▶ [Short problem]:
Set down each line of the data below exactly as it stands, dropping the pictures.

▶ [Data entries]:
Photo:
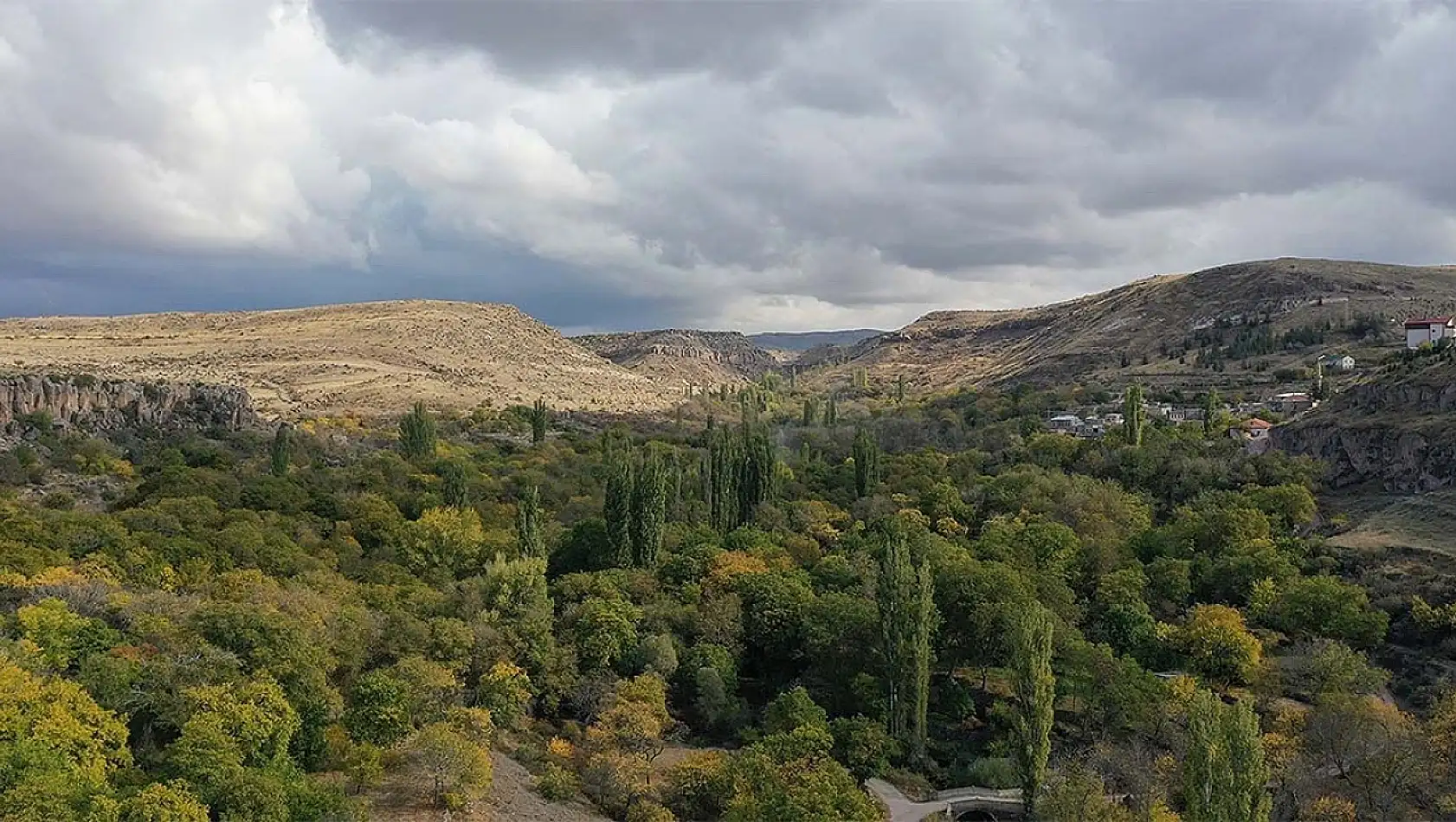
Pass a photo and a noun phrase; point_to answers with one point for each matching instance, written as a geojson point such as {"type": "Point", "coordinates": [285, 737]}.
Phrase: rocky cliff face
{"type": "Point", "coordinates": [685, 356]}
{"type": "Point", "coordinates": [1398, 429]}
{"type": "Point", "coordinates": [85, 401]}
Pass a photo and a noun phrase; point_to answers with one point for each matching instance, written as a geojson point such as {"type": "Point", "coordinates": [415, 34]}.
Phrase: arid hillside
{"type": "Point", "coordinates": [1395, 429]}
{"type": "Point", "coordinates": [676, 356]}
{"type": "Point", "coordinates": [1251, 318]}
{"type": "Point", "coordinates": [373, 358]}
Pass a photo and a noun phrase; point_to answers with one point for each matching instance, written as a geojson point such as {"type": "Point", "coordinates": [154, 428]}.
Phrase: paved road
{"type": "Point", "coordinates": [900, 808]}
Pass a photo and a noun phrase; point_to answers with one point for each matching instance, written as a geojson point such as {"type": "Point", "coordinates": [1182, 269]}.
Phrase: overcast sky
{"type": "Point", "coordinates": [764, 166]}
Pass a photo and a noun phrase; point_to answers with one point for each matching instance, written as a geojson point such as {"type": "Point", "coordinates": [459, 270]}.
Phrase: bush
{"type": "Point", "coordinates": [699, 787]}
{"type": "Point", "coordinates": [648, 811]}
{"type": "Point", "coordinates": [993, 771]}
{"type": "Point", "coordinates": [557, 783]}
{"type": "Point", "coordinates": [59, 501]}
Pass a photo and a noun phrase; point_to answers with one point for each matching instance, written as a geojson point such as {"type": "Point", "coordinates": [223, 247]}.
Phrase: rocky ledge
{"type": "Point", "coordinates": [108, 405]}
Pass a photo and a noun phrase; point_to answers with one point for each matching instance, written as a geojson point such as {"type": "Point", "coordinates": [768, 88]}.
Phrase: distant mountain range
{"type": "Point", "coordinates": [810, 339]}
{"type": "Point", "coordinates": [1244, 326]}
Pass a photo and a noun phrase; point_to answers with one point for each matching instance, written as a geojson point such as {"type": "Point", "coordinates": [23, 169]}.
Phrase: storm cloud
{"type": "Point", "coordinates": [756, 164]}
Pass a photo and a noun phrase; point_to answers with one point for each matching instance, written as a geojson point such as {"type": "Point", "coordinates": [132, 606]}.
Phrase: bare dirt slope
{"type": "Point", "coordinates": [375, 358]}
{"type": "Point", "coordinates": [512, 799]}
{"type": "Point", "coordinates": [1156, 319]}
{"type": "Point", "coordinates": [680, 356]}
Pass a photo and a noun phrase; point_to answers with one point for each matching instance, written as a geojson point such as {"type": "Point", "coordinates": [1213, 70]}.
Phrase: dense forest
{"type": "Point", "coordinates": [788, 593]}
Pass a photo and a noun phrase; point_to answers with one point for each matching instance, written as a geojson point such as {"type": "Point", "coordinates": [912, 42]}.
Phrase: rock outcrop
{"type": "Point", "coordinates": [109, 405]}
{"type": "Point", "coordinates": [685, 356]}
{"type": "Point", "coordinates": [1398, 429]}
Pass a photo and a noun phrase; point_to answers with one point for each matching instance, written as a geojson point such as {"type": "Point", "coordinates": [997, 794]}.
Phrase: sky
{"type": "Point", "coordinates": [706, 164]}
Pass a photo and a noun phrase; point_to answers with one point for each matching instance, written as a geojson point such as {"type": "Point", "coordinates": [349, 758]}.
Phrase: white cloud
{"type": "Point", "coordinates": [855, 164]}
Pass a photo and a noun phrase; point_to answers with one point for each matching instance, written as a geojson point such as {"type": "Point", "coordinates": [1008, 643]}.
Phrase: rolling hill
{"type": "Point", "coordinates": [679, 356]}
{"type": "Point", "coordinates": [375, 358]}
{"type": "Point", "coordinates": [1253, 318]}
{"type": "Point", "coordinates": [805, 341]}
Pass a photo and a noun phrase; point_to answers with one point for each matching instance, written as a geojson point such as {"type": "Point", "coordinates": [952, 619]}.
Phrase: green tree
{"type": "Point", "coordinates": [1217, 645]}
{"type": "Point", "coordinates": [648, 510]}
{"type": "Point", "coordinates": [1210, 412]}
{"type": "Point", "coordinates": [1133, 415]}
{"type": "Point", "coordinates": [1034, 693]}
{"type": "Point", "coordinates": [416, 433]}
{"type": "Point", "coordinates": [792, 777]}
{"type": "Point", "coordinates": [724, 459]}
{"type": "Point", "coordinates": [906, 598]}
{"type": "Point", "coordinates": [444, 542]}
{"type": "Point", "coordinates": [377, 709]}
{"type": "Point", "coordinates": [1225, 773]}
{"type": "Point", "coordinates": [281, 452]}
{"type": "Point", "coordinates": [453, 762]}
{"type": "Point", "coordinates": [61, 636]}
{"type": "Point", "coordinates": [616, 506]}
{"type": "Point", "coordinates": [862, 745]}
{"type": "Point", "coordinates": [57, 748]}
{"type": "Point", "coordinates": [540, 416]}
{"type": "Point", "coordinates": [164, 802]}
{"type": "Point", "coordinates": [604, 630]}
{"type": "Point", "coordinates": [456, 485]}
{"type": "Point", "coordinates": [756, 470]}
{"type": "Point", "coordinates": [791, 710]}
{"type": "Point", "coordinates": [529, 537]}
{"type": "Point", "coordinates": [1328, 607]}
{"type": "Point", "coordinates": [867, 463]}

▶ [Result below]:
Photo:
Pass a photo and a noun phrase; point_to answers with one point for each matching instance, written as a geojson point such as {"type": "Point", "coordinates": [285, 737]}.
Phrase: rocky cliff face
{"type": "Point", "coordinates": [685, 356]}
{"type": "Point", "coordinates": [1398, 429]}
{"type": "Point", "coordinates": [85, 401]}
Pass a photo and a noun phrase; point_to answers with one point for each matching instance, written as a geojson point such as {"type": "Point", "coordinates": [415, 34]}.
Phrase: arid hillside
{"type": "Point", "coordinates": [1395, 429]}
{"type": "Point", "coordinates": [676, 356]}
{"type": "Point", "coordinates": [1251, 318]}
{"type": "Point", "coordinates": [373, 358]}
Pass a photo and a noun phrase; point_to answers with one point for each matching instance, written as a geojson point such as {"type": "Point", "coordinates": [154, 428]}.
Phrase: paved road
{"type": "Point", "coordinates": [900, 808]}
Pass a photo and a noun phrase; point_to answers with one point for each matching instance, written as a geojson point such as {"type": "Point", "coordinates": [1182, 269]}.
Phrase: overcast sky
{"type": "Point", "coordinates": [764, 166]}
Pass a photo and a noun phrase; point_to answers with one point for each matching instance, written as a geojson point such as {"type": "Point", "coordinates": [459, 270]}.
Phrase: bush
{"type": "Point", "coordinates": [699, 787]}
{"type": "Point", "coordinates": [648, 811]}
{"type": "Point", "coordinates": [993, 771]}
{"type": "Point", "coordinates": [557, 783]}
{"type": "Point", "coordinates": [59, 501]}
Pass a photo and a noun phrase; point_to answers with one point for each matching instance, written as a geojson point such as {"type": "Point", "coordinates": [223, 247]}.
Phrase: rocky ledge
{"type": "Point", "coordinates": [108, 405]}
Pass a photo and a noun phrase; point_to answers with one point for each matching instance, written as a geojson point such as {"type": "Point", "coordinates": [768, 88]}.
Phrase: distant mountain range
{"type": "Point", "coordinates": [810, 339]}
{"type": "Point", "coordinates": [1244, 326]}
Pass a photo and a noun phrase; point_to answers with one point for each matching instance, written as a geojson point such as {"type": "Point", "coordinates": [23, 169]}.
Phrase: storm cloud
{"type": "Point", "coordinates": [756, 164]}
Pass a photo and a noun phrase; point_to answers with one point for each matching instance, written as a geojson point such as {"type": "Point", "coordinates": [132, 606]}.
Phrase: bare dirt slope
{"type": "Point", "coordinates": [375, 358]}
{"type": "Point", "coordinates": [512, 799]}
{"type": "Point", "coordinates": [1156, 319]}
{"type": "Point", "coordinates": [680, 356]}
Pass a photo and a noun phrase; point_to answers with one point for each matching instance, written as a geojson point such as {"type": "Point", "coordinates": [1213, 70]}.
Phrase: dense forest
{"type": "Point", "coordinates": [788, 593]}
Pass a photo and a noun phrase; point_to answers with one point for each matching instance, written as a geojson point such as {"type": "Point", "coordinates": [912, 42]}.
Phrase: rock outcrop
{"type": "Point", "coordinates": [109, 405]}
{"type": "Point", "coordinates": [685, 356]}
{"type": "Point", "coordinates": [1398, 429]}
Pass a photo and a noun phrase; point_to answers with one point for each matching instance, written as a geojson point such as {"type": "Point", "coordinates": [997, 794]}.
Phrase: sky
{"type": "Point", "coordinates": [706, 164]}
Pass a photo and a noun phrase; point_to answers with one point for each matching instance, written as a geojson point such as {"type": "Point", "coordinates": [349, 758]}.
Phrase: white cloud
{"type": "Point", "coordinates": [855, 164]}
Pass a photo and a noun phrase; point_to answers with one point for each matching instance, written as a geojson point such as {"type": "Point", "coordinates": [1008, 643]}.
Phrase: rolling hill
{"type": "Point", "coordinates": [679, 356]}
{"type": "Point", "coordinates": [375, 358]}
{"type": "Point", "coordinates": [1253, 318]}
{"type": "Point", "coordinates": [805, 341]}
Pass a photo and a noun phrase; point_to answers with one point for each matching instance, written as a geojson point such as {"type": "Point", "coordinates": [952, 619]}.
Phrase: green tree
{"type": "Point", "coordinates": [1217, 645]}
{"type": "Point", "coordinates": [648, 510]}
{"type": "Point", "coordinates": [1210, 412]}
{"type": "Point", "coordinates": [1133, 415]}
{"type": "Point", "coordinates": [1034, 693]}
{"type": "Point", "coordinates": [416, 433]}
{"type": "Point", "coordinates": [792, 777]}
{"type": "Point", "coordinates": [724, 459]}
{"type": "Point", "coordinates": [906, 598]}
{"type": "Point", "coordinates": [444, 542]}
{"type": "Point", "coordinates": [377, 709]}
{"type": "Point", "coordinates": [1225, 773]}
{"type": "Point", "coordinates": [281, 452]}
{"type": "Point", "coordinates": [453, 762]}
{"type": "Point", "coordinates": [61, 636]}
{"type": "Point", "coordinates": [616, 506]}
{"type": "Point", "coordinates": [862, 745]}
{"type": "Point", "coordinates": [57, 748]}
{"type": "Point", "coordinates": [540, 416]}
{"type": "Point", "coordinates": [164, 802]}
{"type": "Point", "coordinates": [604, 630]}
{"type": "Point", "coordinates": [456, 485]}
{"type": "Point", "coordinates": [756, 470]}
{"type": "Point", "coordinates": [791, 710]}
{"type": "Point", "coordinates": [529, 537]}
{"type": "Point", "coordinates": [1328, 607]}
{"type": "Point", "coordinates": [867, 463]}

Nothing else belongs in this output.